-- start --

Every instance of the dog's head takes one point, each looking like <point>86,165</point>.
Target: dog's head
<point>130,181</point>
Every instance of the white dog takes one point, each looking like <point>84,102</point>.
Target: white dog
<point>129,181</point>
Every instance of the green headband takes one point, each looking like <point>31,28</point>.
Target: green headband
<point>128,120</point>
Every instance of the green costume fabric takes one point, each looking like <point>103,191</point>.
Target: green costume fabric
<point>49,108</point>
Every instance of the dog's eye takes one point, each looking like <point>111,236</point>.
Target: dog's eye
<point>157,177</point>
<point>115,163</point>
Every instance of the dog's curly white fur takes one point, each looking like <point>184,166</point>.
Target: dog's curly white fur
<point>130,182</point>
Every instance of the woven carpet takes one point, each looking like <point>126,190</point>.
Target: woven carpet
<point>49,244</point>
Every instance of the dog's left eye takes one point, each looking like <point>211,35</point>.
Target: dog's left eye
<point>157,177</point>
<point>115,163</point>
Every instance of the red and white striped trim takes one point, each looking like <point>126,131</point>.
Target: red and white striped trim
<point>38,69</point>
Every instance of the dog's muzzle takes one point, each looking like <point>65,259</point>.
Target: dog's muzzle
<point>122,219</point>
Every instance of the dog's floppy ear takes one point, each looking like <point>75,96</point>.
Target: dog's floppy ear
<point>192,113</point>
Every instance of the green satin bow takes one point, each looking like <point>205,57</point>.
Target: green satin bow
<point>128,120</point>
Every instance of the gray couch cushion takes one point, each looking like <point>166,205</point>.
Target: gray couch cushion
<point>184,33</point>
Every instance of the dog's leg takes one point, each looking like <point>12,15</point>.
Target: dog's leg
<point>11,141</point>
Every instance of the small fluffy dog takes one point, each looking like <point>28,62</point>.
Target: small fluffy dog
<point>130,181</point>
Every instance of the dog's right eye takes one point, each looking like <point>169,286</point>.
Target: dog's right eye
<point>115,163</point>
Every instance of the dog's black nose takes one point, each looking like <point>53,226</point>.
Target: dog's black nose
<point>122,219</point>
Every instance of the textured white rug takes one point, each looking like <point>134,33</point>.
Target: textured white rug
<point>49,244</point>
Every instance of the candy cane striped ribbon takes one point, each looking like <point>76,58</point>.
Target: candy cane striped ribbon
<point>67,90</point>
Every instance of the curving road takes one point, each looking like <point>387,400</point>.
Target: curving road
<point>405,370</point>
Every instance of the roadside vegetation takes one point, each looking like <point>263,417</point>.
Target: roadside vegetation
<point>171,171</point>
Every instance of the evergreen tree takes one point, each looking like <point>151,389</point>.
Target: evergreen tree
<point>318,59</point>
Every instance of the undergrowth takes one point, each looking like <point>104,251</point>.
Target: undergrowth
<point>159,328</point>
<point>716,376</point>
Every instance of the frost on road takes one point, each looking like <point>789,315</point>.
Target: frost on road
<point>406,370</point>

-- end --

Given exercise: Rewrite all of the material above, changing each "takes one point" to "gets a single point" and leaving every other part untouched.

Exercise output:
Every instance of the dog's head gets a single point, each looking like <point>86,165</point>.
Target: dog's head
<point>130,181</point>
Every instance of the white dog gets a single point, each looking like <point>84,102</point>.
Target: white dog
<point>129,181</point>
Every instance of the green headband gets a single point, each looking like <point>31,28</point>.
Target: green headband
<point>128,120</point>
Every instance of the green costume fabric gets a single point, each looking like <point>103,191</point>.
Target: green costume fabric
<point>49,108</point>
Every instance of the dog's eye gets a single point, each looking like <point>111,236</point>.
Target: dog's eye
<point>157,177</point>
<point>115,163</point>
Every instance of the dog's curly white fur gets a single point, each looking like <point>184,166</point>.
Target: dog's curly white fur
<point>130,182</point>
Every instance of the woven carpet gets a single point, each looking like <point>126,190</point>.
Target: woven carpet
<point>49,244</point>
Every instance of the dog's left eye gets a single point, each looking like <point>211,35</point>.
Target: dog's left eye
<point>157,177</point>
<point>115,163</point>
Every instance of the red and white striped trim gets a single point, each looking like <point>126,131</point>.
Target: red and white striped trim
<point>38,69</point>
Every instance of the dog's muzzle gets a single point, each looking like <point>65,259</point>.
Target: dog's muzzle
<point>122,219</point>
Every instance of the dog's floppy ear gets a single point, each looking like <point>75,96</point>.
Target: dog's floppy ear
<point>192,113</point>
Every instance of the green satin bow gets a single point, each looking like <point>205,57</point>.
Target: green satin bow
<point>128,120</point>
Every instance of the gray couch cushion gets a single point, each looking like <point>166,205</point>.
Target: gray couch cushion
<point>184,33</point>
Every instance of the dog's leg gets a single point, each looking like <point>12,15</point>.
Target: dog's leg
<point>11,141</point>
Every instance of the small fluffy dog gets a single point, each looking like <point>28,62</point>.
Target: small fluffy dog
<point>130,181</point>
Every instance of the dog's right eye gets a single point, each looking like <point>169,286</point>.
Target: dog's right eye
<point>115,163</point>
Every instance of the dog's black nose gets a single point, each looking like <point>53,226</point>.
Target: dog's black nose
<point>122,219</point>
Every instance of the textured white rug gets a single point, each looking like <point>134,33</point>.
Target: textured white rug
<point>49,244</point>
Every instance of the candy cane striped ribbon gets a single point, each looking like <point>76,58</point>.
Target: candy cane striped ribbon
<point>67,90</point>
Every instance of the curving road gets a single point, each looking like <point>387,400</point>.
Target: curving road
<point>405,370</point>
Every instance of the roadside vegetation gets a single point, each looking like <point>263,417</point>.
Target: roadside vegetation
<point>171,171</point>
Every instance of the evergreen tree gets a single point, each looking like <point>151,389</point>.
Target: evergreen tree
<point>318,59</point>
Every instance of the undergrowth gets a single point, each looking like <point>104,251</point>.
Target: undergrowth
<point>159,328</point>
<point>716,376</point>
Every instance of the frost on road gets a single point, each looking like <point>789,315</point>.
Target: frost on road
<point>406,370</point>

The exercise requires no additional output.